Exercise: Note each line of the entries that includes "cauliflower". Then copy those lines.

Exercise inputs:
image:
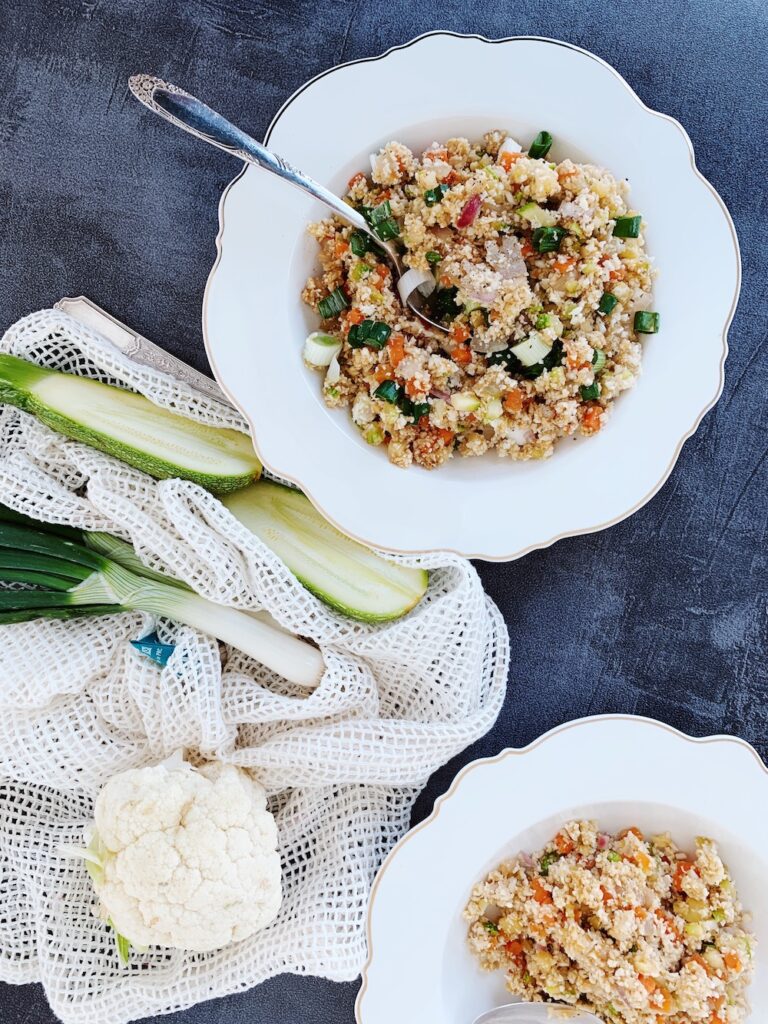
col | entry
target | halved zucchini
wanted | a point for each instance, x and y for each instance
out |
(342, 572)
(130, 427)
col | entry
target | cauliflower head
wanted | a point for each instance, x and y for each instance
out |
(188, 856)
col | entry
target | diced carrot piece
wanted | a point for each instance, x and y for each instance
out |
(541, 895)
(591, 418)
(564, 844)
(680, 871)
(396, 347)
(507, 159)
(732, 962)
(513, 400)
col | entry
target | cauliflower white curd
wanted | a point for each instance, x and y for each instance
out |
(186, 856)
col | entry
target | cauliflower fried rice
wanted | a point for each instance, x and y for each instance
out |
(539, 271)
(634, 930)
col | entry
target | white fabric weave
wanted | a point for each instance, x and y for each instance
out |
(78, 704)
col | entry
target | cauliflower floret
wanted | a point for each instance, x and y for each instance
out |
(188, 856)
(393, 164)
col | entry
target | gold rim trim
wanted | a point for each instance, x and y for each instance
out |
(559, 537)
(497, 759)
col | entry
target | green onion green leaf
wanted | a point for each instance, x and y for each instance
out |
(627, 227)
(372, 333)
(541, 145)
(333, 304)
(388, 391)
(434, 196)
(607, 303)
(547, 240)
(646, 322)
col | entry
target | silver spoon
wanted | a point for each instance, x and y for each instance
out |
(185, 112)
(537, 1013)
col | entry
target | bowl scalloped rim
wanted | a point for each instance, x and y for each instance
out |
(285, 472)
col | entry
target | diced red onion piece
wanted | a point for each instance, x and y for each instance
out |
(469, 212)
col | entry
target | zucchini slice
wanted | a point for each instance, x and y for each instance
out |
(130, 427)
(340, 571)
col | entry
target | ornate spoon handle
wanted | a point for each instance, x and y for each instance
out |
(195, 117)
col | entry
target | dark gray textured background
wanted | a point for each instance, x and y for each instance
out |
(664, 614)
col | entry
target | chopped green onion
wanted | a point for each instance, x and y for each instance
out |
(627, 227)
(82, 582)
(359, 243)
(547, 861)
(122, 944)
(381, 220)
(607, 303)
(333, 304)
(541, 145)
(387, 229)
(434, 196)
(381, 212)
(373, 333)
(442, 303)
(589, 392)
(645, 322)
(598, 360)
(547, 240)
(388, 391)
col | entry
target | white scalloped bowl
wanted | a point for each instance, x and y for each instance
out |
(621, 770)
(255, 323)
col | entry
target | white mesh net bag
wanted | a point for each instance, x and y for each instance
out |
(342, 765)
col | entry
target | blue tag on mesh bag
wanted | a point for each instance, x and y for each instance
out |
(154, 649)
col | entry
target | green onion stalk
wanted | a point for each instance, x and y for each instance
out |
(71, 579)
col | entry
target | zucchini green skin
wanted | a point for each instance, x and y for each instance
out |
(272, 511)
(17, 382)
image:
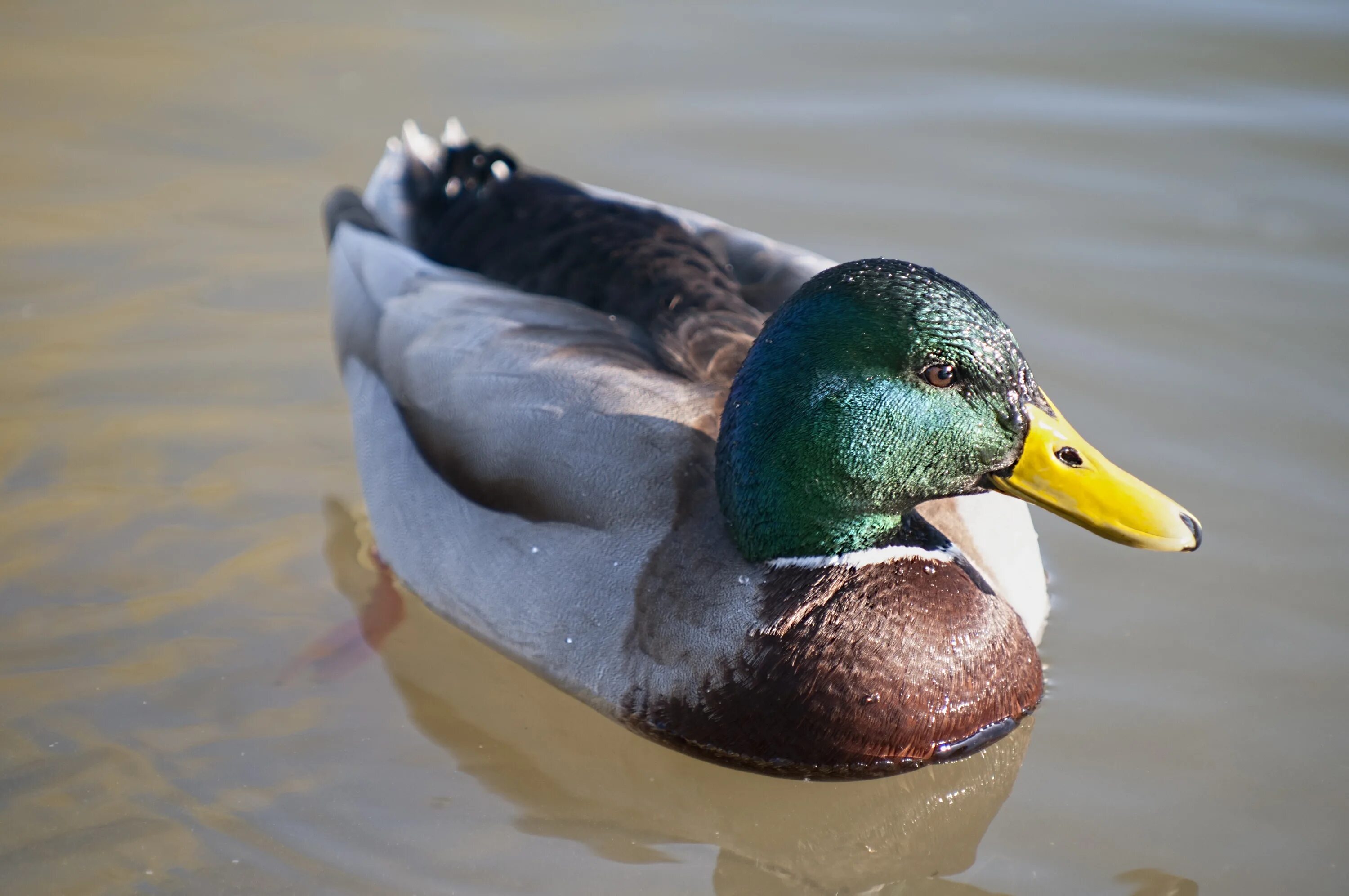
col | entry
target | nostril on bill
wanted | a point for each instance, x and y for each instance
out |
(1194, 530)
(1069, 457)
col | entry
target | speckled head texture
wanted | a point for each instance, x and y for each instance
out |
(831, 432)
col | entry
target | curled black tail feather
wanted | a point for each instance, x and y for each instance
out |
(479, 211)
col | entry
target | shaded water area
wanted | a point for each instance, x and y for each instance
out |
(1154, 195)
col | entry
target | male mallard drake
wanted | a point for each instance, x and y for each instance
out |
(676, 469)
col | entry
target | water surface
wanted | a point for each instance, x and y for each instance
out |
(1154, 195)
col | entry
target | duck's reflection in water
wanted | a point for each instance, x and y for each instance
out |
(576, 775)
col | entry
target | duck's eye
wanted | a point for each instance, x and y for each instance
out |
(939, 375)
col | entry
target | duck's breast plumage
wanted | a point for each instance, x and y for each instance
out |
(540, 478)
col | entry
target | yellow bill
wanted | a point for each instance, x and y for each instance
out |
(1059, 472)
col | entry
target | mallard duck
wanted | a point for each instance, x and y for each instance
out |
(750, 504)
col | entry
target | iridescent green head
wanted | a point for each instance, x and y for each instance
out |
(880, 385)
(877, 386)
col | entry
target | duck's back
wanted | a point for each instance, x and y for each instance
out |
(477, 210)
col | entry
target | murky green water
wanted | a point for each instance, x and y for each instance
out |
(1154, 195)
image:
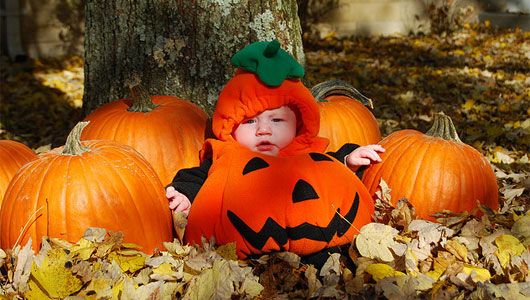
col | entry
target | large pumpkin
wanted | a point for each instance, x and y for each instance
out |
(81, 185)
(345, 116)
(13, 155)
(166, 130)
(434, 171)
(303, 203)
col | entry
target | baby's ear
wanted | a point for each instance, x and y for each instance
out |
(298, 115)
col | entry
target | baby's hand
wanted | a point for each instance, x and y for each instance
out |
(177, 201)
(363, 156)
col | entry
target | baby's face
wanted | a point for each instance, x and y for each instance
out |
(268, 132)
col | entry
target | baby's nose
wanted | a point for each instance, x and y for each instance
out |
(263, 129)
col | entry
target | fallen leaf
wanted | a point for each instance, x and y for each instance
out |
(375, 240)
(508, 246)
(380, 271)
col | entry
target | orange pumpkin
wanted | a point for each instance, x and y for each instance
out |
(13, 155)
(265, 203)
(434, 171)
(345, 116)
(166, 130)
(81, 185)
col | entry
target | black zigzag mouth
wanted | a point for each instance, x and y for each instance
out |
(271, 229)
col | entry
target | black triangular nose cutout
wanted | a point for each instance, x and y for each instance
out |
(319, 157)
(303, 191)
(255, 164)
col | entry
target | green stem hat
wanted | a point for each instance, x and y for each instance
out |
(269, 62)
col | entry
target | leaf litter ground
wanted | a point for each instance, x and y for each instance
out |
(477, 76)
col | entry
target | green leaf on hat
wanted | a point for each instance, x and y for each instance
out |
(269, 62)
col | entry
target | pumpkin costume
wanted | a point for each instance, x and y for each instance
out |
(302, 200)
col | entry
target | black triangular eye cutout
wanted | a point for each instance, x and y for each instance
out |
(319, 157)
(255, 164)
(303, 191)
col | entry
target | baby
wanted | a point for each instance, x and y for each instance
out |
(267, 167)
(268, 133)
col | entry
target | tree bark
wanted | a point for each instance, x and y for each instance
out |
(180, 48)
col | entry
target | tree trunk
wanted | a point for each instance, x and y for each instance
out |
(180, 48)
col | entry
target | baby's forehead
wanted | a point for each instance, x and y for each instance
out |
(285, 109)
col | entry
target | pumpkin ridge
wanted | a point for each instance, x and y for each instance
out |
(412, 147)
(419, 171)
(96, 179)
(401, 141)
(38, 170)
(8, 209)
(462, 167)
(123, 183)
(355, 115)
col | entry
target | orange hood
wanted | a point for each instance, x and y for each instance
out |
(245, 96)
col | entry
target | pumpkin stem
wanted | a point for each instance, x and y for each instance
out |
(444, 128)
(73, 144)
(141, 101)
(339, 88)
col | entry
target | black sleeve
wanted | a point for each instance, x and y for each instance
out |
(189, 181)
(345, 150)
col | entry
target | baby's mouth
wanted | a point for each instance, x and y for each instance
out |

Result below:
target | cauliflower head
target | cauliflower white curd
target | cauliflower fried rice
target | cauliflower floret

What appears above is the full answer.